START
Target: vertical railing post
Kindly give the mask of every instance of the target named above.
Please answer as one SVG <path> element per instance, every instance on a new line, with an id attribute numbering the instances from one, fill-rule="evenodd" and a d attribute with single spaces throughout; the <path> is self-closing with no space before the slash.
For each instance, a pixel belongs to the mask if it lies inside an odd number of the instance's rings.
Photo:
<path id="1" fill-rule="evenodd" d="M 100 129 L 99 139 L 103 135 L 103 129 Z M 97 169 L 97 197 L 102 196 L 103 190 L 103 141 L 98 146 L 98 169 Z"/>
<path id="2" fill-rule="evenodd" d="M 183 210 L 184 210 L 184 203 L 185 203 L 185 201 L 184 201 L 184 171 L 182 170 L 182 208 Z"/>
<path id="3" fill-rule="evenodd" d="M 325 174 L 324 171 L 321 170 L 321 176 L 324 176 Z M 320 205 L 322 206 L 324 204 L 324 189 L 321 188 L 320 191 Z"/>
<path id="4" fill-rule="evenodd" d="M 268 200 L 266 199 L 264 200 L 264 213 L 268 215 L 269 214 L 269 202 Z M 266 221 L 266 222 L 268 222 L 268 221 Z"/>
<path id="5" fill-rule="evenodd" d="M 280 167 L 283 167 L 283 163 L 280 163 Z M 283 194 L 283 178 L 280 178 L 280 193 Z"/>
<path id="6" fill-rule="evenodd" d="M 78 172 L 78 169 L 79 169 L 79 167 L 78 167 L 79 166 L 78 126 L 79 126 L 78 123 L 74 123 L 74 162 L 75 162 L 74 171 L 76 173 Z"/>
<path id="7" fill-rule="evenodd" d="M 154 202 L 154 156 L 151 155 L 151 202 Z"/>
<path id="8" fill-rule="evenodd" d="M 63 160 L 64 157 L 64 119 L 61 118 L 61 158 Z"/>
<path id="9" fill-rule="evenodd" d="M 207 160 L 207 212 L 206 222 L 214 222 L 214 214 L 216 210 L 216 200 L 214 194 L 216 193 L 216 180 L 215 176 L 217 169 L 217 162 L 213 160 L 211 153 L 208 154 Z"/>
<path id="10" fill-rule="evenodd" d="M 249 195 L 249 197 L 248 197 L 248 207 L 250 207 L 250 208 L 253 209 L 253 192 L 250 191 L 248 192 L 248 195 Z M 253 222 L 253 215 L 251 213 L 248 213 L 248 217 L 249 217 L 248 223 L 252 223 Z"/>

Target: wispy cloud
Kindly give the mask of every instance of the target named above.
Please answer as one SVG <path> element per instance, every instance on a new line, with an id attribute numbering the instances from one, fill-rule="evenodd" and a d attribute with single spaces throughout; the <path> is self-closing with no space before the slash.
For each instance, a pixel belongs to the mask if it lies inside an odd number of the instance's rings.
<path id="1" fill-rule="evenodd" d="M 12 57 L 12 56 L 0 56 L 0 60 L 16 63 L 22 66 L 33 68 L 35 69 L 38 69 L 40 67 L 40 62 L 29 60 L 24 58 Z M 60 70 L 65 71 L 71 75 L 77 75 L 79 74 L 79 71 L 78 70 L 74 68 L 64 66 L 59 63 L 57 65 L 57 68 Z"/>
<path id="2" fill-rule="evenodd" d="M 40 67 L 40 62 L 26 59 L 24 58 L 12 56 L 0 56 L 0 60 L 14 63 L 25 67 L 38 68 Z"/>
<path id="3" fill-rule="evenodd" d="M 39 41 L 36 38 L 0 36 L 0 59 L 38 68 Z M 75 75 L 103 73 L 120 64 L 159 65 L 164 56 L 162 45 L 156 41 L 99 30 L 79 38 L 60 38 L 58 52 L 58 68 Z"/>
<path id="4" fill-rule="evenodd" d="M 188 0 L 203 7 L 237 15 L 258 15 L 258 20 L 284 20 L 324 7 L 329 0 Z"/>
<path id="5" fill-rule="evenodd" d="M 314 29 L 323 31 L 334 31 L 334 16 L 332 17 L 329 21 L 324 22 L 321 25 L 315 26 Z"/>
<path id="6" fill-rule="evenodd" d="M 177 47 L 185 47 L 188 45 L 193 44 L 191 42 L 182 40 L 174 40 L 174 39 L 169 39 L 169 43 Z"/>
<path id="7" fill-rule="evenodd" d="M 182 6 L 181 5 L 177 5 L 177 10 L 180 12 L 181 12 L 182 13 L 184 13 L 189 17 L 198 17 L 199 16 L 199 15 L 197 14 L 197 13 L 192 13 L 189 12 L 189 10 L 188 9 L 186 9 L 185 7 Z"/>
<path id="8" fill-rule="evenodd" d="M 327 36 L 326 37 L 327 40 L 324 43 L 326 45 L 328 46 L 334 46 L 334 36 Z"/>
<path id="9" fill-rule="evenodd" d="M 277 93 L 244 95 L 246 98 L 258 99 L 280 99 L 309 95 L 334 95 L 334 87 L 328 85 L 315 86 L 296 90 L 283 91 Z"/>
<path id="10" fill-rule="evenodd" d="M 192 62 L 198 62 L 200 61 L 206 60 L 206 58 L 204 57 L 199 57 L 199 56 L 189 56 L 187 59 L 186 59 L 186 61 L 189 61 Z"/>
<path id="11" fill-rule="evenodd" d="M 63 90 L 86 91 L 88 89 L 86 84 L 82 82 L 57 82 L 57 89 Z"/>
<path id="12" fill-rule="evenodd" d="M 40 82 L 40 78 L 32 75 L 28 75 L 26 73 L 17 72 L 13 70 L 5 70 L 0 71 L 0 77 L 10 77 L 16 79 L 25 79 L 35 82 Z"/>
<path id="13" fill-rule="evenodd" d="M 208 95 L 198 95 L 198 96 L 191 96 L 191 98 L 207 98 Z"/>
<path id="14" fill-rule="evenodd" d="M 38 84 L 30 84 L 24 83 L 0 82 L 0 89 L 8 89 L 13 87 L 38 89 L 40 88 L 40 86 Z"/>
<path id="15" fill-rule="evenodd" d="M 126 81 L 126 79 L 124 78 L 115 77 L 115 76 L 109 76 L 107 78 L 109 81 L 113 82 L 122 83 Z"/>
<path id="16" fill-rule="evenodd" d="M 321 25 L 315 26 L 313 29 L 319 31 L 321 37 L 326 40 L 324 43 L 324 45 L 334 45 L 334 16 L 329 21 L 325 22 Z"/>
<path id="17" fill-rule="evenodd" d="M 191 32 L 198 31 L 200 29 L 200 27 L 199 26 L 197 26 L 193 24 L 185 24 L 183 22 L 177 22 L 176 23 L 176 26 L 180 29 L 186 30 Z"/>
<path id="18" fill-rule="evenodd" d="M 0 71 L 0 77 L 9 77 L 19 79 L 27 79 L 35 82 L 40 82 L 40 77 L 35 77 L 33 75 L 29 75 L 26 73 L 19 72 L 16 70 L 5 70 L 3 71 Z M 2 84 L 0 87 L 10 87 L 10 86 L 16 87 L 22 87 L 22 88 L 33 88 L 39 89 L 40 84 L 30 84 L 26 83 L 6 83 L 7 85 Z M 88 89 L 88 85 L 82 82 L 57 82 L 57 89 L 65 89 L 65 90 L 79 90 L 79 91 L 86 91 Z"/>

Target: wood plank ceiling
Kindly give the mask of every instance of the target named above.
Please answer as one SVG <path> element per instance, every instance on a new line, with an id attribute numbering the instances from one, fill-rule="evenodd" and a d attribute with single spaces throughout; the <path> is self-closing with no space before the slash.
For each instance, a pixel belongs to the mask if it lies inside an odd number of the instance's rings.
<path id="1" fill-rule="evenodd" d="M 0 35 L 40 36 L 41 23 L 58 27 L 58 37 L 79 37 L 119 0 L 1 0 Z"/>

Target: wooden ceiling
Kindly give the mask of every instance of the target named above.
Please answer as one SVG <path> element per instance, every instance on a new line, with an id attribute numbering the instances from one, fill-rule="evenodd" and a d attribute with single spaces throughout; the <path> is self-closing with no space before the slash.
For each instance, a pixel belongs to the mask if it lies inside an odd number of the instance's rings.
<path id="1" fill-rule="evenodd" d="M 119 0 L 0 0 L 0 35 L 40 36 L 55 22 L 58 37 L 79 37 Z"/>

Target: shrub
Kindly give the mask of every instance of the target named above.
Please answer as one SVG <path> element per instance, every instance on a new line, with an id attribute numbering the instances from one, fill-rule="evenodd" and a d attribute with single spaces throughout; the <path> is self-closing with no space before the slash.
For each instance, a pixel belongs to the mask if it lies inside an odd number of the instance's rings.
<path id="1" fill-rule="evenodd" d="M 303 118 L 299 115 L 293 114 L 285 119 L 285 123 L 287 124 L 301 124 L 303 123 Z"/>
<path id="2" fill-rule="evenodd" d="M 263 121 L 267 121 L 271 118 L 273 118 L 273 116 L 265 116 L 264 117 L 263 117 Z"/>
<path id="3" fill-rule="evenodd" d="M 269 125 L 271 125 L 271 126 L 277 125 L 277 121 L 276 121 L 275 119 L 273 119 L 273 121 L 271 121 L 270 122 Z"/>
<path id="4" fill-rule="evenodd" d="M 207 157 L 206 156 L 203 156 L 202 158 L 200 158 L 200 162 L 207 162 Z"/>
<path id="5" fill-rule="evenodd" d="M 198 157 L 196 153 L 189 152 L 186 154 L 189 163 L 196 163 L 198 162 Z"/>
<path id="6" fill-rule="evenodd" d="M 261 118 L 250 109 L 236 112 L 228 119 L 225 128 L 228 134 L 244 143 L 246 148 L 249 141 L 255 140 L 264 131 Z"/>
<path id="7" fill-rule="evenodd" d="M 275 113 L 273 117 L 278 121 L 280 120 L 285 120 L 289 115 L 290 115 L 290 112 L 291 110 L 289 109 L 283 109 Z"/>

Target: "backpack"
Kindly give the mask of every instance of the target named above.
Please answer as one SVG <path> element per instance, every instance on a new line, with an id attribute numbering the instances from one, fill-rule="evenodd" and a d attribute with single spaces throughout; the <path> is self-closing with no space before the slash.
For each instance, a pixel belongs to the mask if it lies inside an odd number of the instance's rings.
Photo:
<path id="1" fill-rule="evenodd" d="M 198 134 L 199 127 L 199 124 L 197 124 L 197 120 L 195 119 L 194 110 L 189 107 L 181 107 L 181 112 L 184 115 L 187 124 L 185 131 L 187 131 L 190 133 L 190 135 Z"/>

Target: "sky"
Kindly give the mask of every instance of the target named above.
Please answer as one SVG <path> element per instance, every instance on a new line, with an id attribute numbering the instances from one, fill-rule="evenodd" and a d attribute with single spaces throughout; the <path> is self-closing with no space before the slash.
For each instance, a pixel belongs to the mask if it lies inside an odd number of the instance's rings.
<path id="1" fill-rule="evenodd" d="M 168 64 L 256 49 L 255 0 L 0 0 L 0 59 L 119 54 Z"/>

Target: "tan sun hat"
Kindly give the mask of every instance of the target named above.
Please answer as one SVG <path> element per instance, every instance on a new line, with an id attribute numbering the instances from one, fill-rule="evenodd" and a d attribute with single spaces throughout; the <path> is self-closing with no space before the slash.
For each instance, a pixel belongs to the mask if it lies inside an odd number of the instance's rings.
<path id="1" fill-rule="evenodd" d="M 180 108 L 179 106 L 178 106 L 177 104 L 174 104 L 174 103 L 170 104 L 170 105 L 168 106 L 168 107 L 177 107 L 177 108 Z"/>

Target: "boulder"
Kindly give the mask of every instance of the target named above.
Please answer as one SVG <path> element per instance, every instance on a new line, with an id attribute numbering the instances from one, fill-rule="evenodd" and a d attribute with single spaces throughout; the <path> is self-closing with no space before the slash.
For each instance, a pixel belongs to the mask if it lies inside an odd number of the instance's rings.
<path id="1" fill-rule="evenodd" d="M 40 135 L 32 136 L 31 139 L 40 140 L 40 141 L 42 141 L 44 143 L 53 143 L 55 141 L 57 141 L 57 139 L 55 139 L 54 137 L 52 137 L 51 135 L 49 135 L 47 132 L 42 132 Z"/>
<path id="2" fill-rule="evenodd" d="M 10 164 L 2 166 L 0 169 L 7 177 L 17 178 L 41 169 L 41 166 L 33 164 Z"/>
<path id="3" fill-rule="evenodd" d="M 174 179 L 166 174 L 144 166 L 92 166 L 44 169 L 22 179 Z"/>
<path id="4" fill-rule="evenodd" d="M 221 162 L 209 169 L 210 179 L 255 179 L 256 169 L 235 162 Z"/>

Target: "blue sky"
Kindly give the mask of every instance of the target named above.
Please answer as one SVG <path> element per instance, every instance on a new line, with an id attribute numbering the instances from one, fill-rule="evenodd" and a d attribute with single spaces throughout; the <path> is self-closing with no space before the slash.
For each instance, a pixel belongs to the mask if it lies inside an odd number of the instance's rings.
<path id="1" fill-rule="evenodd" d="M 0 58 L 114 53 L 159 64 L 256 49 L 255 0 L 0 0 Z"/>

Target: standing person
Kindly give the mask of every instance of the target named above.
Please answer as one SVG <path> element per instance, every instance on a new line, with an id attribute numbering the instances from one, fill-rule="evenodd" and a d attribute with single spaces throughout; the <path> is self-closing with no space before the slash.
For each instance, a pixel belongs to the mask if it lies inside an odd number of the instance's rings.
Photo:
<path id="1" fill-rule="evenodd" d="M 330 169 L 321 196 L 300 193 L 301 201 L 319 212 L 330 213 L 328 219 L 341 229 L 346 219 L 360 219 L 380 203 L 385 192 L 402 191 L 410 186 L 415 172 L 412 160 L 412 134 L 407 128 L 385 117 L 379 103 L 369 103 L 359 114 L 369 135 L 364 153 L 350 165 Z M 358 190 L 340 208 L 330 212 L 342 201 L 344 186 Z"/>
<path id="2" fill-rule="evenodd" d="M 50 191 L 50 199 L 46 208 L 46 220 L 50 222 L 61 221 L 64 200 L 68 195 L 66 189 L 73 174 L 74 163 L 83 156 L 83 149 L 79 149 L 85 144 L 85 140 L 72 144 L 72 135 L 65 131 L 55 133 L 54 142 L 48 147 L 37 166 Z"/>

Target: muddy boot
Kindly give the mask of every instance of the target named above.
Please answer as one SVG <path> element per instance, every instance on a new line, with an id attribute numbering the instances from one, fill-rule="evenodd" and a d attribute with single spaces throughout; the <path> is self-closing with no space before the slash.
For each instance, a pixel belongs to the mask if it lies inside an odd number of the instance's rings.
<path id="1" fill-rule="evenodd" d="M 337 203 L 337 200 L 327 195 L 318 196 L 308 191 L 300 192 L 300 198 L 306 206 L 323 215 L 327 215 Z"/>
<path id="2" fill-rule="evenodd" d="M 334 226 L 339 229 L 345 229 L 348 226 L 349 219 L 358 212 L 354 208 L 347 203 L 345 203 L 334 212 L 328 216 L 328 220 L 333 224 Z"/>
END
_SHORT TASK:_
Print, word for word, the lines above that begin at the line containing "Target: standing person" and stop after the line containing "50 191 L 50".

_EXPECTED ANSWER:_
Target: standing person
Kindly give the mask of every instance of the target named above.
Please answer as one SVG <path> element per instance, every instance on a new line, with an id attribute numbering the instances from one, fill-rule="evenodd" and a d attribute with single spaces throughout; the <path> is self-closing with no space before the slash.
For each instance, a pixel belongs to the mask if it lies inside an odd number of the instance's rings.
Photo:
<path id="1" fill-rule="evenodd" d="M 330 169 L 321 196 L 300 193 L 301 201 L 319 212 L 330 213 L 328 219 L 341 229 L 346 219 L 360 219 L 380 203 L 385 192 L 402 191 L 410 186 L 415 172 L 412 160 L 412 134 L 407 128 L 385 117 L 379 103 L 369 103 L 359 114 L 369 135 L 364 153 L 350 165 Z M 358 190 L 340 208 L 330 212 L 342 201 L 344 186 Z"/>
<path id="2" fill-rule="evenodd" d="M 50 191 L 50 199 L 46 208 L 46 220 L 50 222 L 61 221 L 64 200 L 68 195 L 66 189 L 73 174 L 74 163 L 83 156 L 83 149 L 79 149 L 85 144 L 85 140 L 72 144 L 72 135 L 65 131 L 55 133 L 54 142 L 48 147 L 37 166 Z"/>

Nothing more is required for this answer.